▶ WHAT IS ASKED:
Copy every line of the records below word for word, leaving the pictures out of your answer.

▶ SUPPLIED DATA:
(begin)

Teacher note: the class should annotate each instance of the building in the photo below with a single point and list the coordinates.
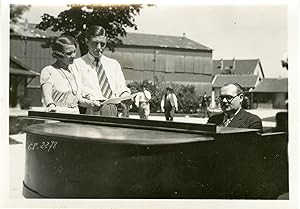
(238, 67)
(20, 76)
(271, 93)
(142, 57)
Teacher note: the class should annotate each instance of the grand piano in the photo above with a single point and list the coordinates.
(85, 156)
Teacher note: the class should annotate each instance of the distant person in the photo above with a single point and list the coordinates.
(231, 98)
(102, 77)
(169, 104)
(142, 102)
(204, 105)
(126, 105)
(61, 82)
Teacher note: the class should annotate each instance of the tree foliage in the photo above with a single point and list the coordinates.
(75, 20)
(16, 12)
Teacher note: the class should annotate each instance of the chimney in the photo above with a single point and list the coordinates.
(222, 64)
(26, 24)
(233, 63)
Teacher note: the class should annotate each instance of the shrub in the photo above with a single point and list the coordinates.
(188, 102)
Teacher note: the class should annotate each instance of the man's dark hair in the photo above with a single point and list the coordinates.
(95, 30)
(58, 45)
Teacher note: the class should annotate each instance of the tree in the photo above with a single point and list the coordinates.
(16, 12)
(75, 20)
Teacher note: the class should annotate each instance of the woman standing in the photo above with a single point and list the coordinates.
(61, 82)
(169, 104)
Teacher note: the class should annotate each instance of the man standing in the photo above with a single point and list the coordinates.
(169, 104)
(102, 77)
(142, 102)
(231, 98)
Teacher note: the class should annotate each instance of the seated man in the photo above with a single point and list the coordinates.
(231, 98)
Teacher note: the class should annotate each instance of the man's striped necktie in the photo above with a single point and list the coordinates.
(103, 81)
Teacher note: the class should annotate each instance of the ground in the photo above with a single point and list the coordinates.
(17, 142)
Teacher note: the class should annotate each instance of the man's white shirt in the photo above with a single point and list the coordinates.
(87, 67)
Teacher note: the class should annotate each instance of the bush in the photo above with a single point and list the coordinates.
(188, 102)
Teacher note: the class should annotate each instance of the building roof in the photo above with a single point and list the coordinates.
(272, 85)
(18, 68)
(246, 81)
(242, 66)
(132, 39)
(142, 39)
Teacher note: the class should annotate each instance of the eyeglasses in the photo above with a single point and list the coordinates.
(102, 44)
(228, 98)
(69, 53)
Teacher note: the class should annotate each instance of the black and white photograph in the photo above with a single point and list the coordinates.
(165, 105)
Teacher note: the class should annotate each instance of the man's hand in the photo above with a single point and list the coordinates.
(96, 105)
(51, 108)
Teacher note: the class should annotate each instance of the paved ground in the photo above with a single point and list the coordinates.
(17, 143)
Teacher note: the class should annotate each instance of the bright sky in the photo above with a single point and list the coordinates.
(240, 31)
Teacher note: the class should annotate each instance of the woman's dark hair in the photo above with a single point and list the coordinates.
(95, 30)
(58, 45)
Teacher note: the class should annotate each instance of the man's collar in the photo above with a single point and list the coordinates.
(92, 58)
(236, 112)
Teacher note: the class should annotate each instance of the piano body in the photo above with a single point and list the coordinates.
(82, 156)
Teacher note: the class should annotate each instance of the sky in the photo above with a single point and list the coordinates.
(239, 31)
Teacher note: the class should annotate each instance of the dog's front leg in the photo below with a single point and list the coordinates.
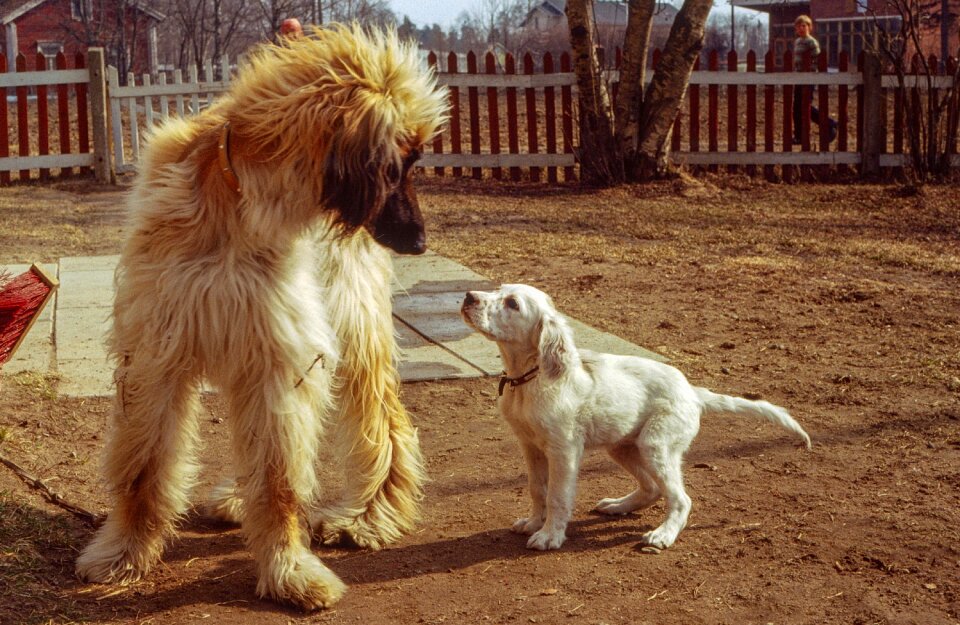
(537, 485)
(563, 464)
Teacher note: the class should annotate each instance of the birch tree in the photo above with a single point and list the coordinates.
(631, 143)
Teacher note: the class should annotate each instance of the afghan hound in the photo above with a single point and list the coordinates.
(560, 400)
(256, 260)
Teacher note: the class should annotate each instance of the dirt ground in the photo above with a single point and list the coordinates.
(840, 303)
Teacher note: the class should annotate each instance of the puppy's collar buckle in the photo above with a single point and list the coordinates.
(517, 381)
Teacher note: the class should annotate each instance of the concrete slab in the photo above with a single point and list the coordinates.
(435, 344)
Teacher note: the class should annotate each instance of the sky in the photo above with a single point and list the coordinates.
(422, 12)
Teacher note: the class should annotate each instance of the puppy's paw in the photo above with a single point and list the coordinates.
(613, 506)
(658, 538)
(526, 526)
(544, 540)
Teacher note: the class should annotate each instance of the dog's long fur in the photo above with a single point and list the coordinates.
(278, 294)
(560, 400)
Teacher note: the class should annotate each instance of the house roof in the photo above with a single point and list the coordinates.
(12, 10)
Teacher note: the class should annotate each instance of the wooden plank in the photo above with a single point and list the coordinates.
(134, 120)
(438, 139)
(48, 77)
(493, 113)
(533, 139)
(4, 121)
(751, 129)
(763, 158)
(566, 108)
(43, 116)
(63, 114)
(497, 160)
(13, 163)
(519, 81)
(733, 113)
(769, 108)
(455, 141)
(83, 119)
(473, 108)
(513, 137)
(713, 113)
(23, 125)
(550, 116)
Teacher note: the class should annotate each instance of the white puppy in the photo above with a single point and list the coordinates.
(560, 400)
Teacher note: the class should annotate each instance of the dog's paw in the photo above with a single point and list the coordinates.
(544, 540)
(526, 526)
(658, 538)
(301, 580)
(332, 530)
(614, 506)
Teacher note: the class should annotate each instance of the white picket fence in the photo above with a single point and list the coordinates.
(150, 103)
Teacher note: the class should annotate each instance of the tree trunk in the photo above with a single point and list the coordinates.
(636, 46)
(600, 159)
(662, 100)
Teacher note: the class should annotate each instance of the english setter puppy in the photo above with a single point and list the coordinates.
(560, 400)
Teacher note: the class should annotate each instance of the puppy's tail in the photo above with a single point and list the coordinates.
(715, 402)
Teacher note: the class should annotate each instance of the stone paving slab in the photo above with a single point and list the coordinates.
(69, 338)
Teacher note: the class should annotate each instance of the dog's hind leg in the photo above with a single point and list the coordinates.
(276, 434)
(150, 468)
(376, 439)
(647, 491)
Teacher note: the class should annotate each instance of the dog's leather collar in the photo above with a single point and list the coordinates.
(223, 158)
(518, 381)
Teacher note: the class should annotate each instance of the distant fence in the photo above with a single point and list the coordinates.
(509, 120)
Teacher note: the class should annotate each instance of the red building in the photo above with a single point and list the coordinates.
(126, 29)
(847, 24)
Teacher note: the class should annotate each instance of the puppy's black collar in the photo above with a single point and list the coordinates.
(518, 381)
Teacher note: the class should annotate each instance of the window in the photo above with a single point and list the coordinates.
(49, 49)
(81, 9)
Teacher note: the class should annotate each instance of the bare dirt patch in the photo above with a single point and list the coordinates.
(838, 302)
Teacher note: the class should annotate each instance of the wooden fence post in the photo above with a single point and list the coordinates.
(102, 159)
(873, 137)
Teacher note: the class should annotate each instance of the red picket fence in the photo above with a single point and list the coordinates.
(541, 138)
(32, 117)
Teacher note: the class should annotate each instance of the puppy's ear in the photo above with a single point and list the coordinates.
(557, 350)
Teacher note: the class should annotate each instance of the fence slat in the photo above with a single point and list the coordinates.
(473, 104)
(83, 116)
(751, 129)
(438, 139)
(23, 124)
(788, 129)
(43, 116)
(531, 98)
(843, 94)
(513, 138)
(493, 113)
(769, 109)
(4, 121)
(63, 114)
(566, 110)
(550, 116)
(695, 112)
(733, 118)
(455, 141)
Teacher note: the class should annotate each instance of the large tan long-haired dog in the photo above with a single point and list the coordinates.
(256, 260)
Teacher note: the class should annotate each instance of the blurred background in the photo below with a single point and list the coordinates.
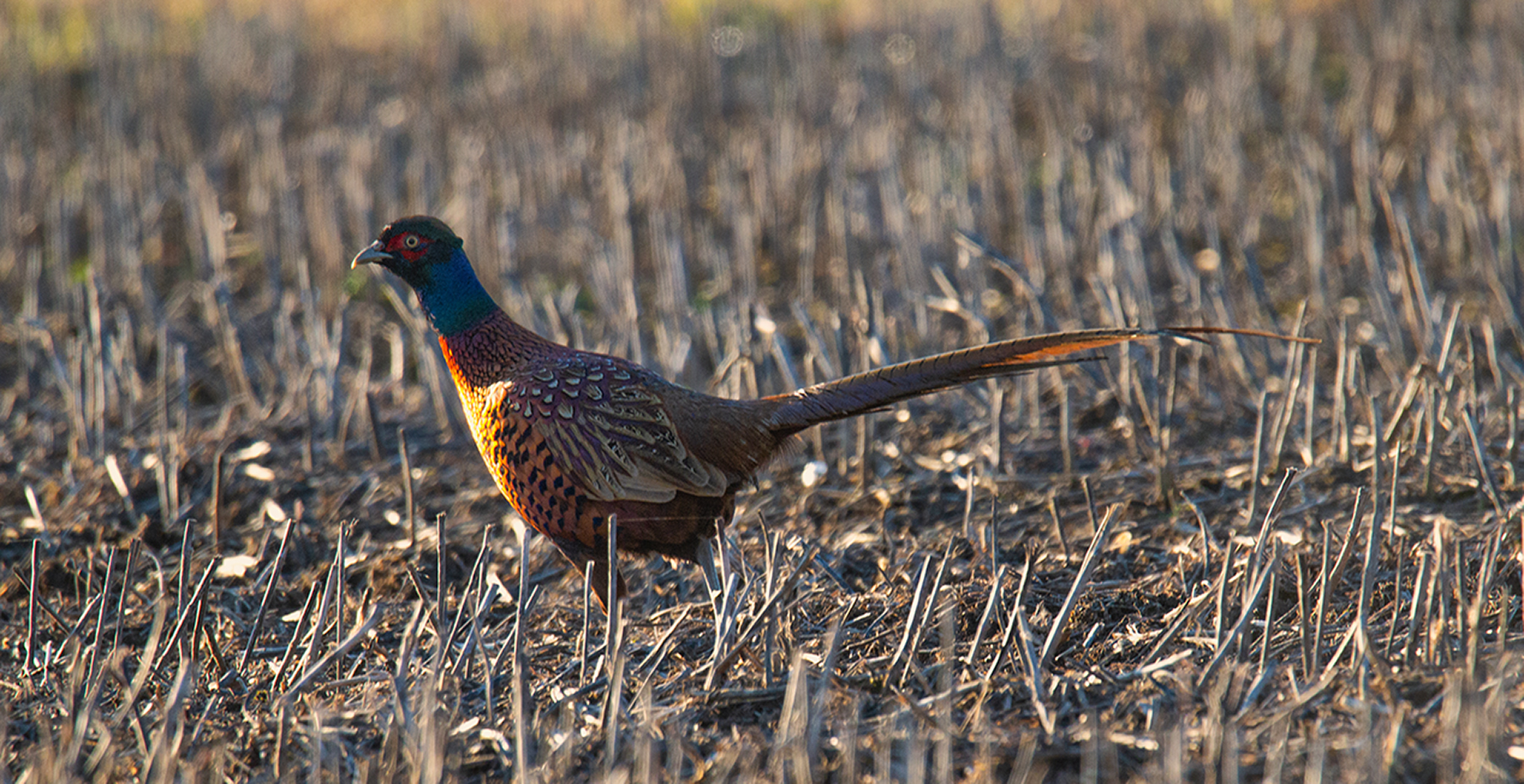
(752, 196)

(end)

▶ SOLUTION TO THE EXERCISE:
Teacher note: the class should annotate each instance of the building in the photo below with a single point and list the coordinates.
(238, 67)
(20, 76)
(271, 93)
(142, 57)
Teacher note: the class should annotate each instance of the grand piano in the photo above with a single point and list the coordinates.
(85, 156)
Teacher note: the class should annotate each instance of the distant person in the photo above with a single point and list the coordinates.
(231, 98)
(102, 77)
(169, 104)
(142, 102)
(204, 105)
(126, 105)
(61, 82)
Teacher note: the class should annotate each instance of the tree foliage in the photo above with a single point and list the coordinates.
(75, 20)
(16, 12)
Teacher note: the class should annotate each instance of the chimney in the photo above with a single point and list the coordinates.
(222, 64)
(26, 24)
(233, 63)
Teacher note: the class should annotate each instance of the shrub in the photo above with a single point and list the coordinates.
(188, 102)
Teacher note: the class should annotate each instance of the man's dark hair in the photo above with a single point and list the coordinates.
(95, 30)
(58, 45)
Teacher note: the class should annotate each instance of the tree in the photo above with a single point and list the coordinates.
(16, 12)
(75, 20)
Teacher note: the class should annotate each instance of the woman standing in the photo above with a single point and list the coordinates.
(61, 82)
(169, 104)
Teacher note: the class should annotate each instance of the man standing in the photo above with a single point and list the coordinates.
(169, 104)
(102, 77)
(142, 102)
(231, 98)
Teacher note: the class should annotate each instance of the seated man in the photo above with a single point and list the coordinates.
(231, 98)
Teacher note: the class should annotate each instance of the man's striped necktie in the photo above with a single point and list the coordinates.
(103, 81)
Teacher note: the class should annotate each instance of the ground in the photo above with a single point and list the coordinates.
(17, 142)
Teacher note: the class should annotate each instance of the man's white shirt in the photo above with a single point and list the coordinates.
(87, 67)
Teacher note: the class should annotate each instance of the bush in the photo above with a single point and list the coordinates.
(188, 102)
Teacher note: the class should annotate each instance of the building roof in the photo above with a single point and list the coordinates.
(272, 85)
(18, 68)
(246, 81)
(242, 66)
(132, 39)
(142, 39)
Teacher note: the class should annotate each instance of the eyeglasses in the photo above with a single point and list the coordinates.
(102, 44)
(228, 98)
(69, 53)
Teacher note: the class should annotate each instance of the black and white photograph in the photo above with a single point and list the coordinates.
(165, 105)
Teacher note: the class should annotate each instance of the man's hand in the photo above with a single point and list the coordinates.
(96, 105)
(51, 108)
Teacher note: the class should annotate each instance of the paved ground in the photo above with a single point and list the coordinates.
(17, 143)
Teacher note: the class should annotate each instance of the bright sky in the photo above with a single point and list the coordinates.
(240, 31)
Teacher note: the class should annotate each instance of the woman's dark hair in the photo above with a single point and list the coordinates.
(95, 30)
(58, 45)
Teacher note: the class should annotate each instance of the man's collar in the photo above with a single point and list the coordinates.
(92, 58)
(236, 112)
Teacher note: the class should annotate each instance of the piano body in the photo above with a single point and list the coordinates.
(82, 156)
Teacher note: the class should annotate each instance of the sky in the photo above with a single point and list the coordinates.
(239, 31)
Teacher note: the class should annotate each instance of the dog's front leg in the photo below with a single point and list the coordinates.
(537, 485)
(563, 464)
Teacher note: the class should annotate each instance of the birch tree in the photo above with a single point and list the coordinates.
(631, 143)
Teacher note: the class should annotate each instance of the afghan hound in the photo above with a single point and list the coordinates.
(560, 400)
(256, 260)
Teacher note: the class should annotate each instance of the dirt ground in the photo above with a single point and list the coordinates.
(840, 303)
Teacher note: the class should annotate each instance of the puppy's collar buckle in the photo above with a single point and list the coordinates.
(517, 381)
Teacher note: the class should annotate each instance of the concrete slab in the photo above with a single point and list the coordinates.
(435, 344)
Teacher note: the class should annotate each instance of the sky in the photo above with a single point and list the coordinates.
(422, 12)
Teacher note: the class should annotate each instance of the puppy's paw in the photo above with a single point and list the coordinates.
(613, 506)
(658, 538)
(526, 526)
(544, 540)
Teacher note: the class should annotate each instance of the dog's long fur in the photo above with a single point and list the coordinates.
(278, 294)
(560, 400)
Teacher note: the class should annotate each instance of the house roof in the photo above with a single point and list the coordinates.
(12, 10)
Teacher note: the class should annotate each instance of the wooden plank in the photo above with a single point and list the coordinates.
(134, 120)
(438, 139)
(48, 77)
(493, 113)
(533, 139)
(4, 121)
(751, 129)
(763, 158)
(566, 108)
(43, 116)
(63, 114)
(497, 160)
(13, 163)
(519, 81)
(733, 113)
(769, 108)
(455, 141)
(83, 119)
(473, 108)
(513, 137)
(713, 113)
(23, 125)
(550, 116)
Teacher note: the class should annotate each instance of the white puppy in the photo above with a single point and list the coordinates.
(560, 400)
Teacher note: the class should annotate each instance of the dog's paw in the photo above with a single point and list the coordinates.
(544, 540)
(526, 526)
(658, 538)
(301, 580)
(332, 530)
(614, 506)
Teacher note: the class should annotate each instance of the white picket fence in the photo above with a single point and list the coordinates.
(150, 103)
Teacher note: the class should annotate each instance of the tree trunk in the photo above with a single point and list the coordinates.
(636, 46)
(600, 159)
(662, 100)
Teacher note: the class should annotate each instance of the english setter puppy in the photo above with a single point and list the coordinates.
(560, 400)
Teacher note: the class should annotate each instance of the puppy's tail in the photo above with a single point and list the coordinates.
(715, 402)
Teacher note: the class should annotate each instance of the stone paving slab in the photo above with a single point and list the coordinates.
(69, 338)
Teacher note: the class should annotate each instance of the dog's hind leg in the photo above with a single point and list the coordinates.
(276, 434)
(150, 468)
(376, 439)
(647, 491)
Teacher note: the class should annotate each instance of the dog's leather collar in the photo above with a single point and list the coordinates.
(223, 158)
(518, 381)
Teacher note: the class should annotate each instance of the distant fence in the photo above with a single point and list the coordinates.
(509, 120)
Teacher note: the class should annotate each instance of the red building in the photo above with a single point and list the coordinates.
(126, 29)
(847, 24)
Teacher note: the class should annotate each instance of the puppy's black collar in the photo above with a single point and list the coordinates.
(518, 381)
Teacher note: the class should annotate each instance of the window in the photo above with a single point and list the coordinates.
(49, 49)
(81, 9)
Teacher note: the class should annotate each instance of the bare dirt patch in the photo above with a single point and list the coordinates.
(838, 302)
Teacher note: the class should annotate each instance of the wooden fence post in the photo above with a single point and list the coordinates.
(102, 159)
(873, 137)
Teacher note: the class should annotate each instance of the red picket fence in the photo above with a single point and list the coordinates.
(541, 138)
(32, 117)
Teacher note: the class should annotate each instance of the puppy's ear in the photo above with a single point and list the coordinates.
(557, 350)
Teacher note: the class should annotate each instance of the fence slat in the photo above with a single point and list the coordinates.
(473, 104)
(83, 116)
(751, 129)
(438, 139)
(23, 124)
(788, 129)
(43, 116)
(531, 98)
(843, 94)
(513, 138)
(493, 113)
(769, 109)
(4, 121)
(63, 114)
(566, 110)
(550, 116)
(695, 112)
(733, 118)
(455, 141)
Teacher note: the class should annotate each instance of the large tan long-haired dog in the photo above with a single point and list the coordinates.
(256, 260)
Teacher note: the class should annotate each instance of the blurred background in the photo below with a single point and list the coordinates.
(752, 196)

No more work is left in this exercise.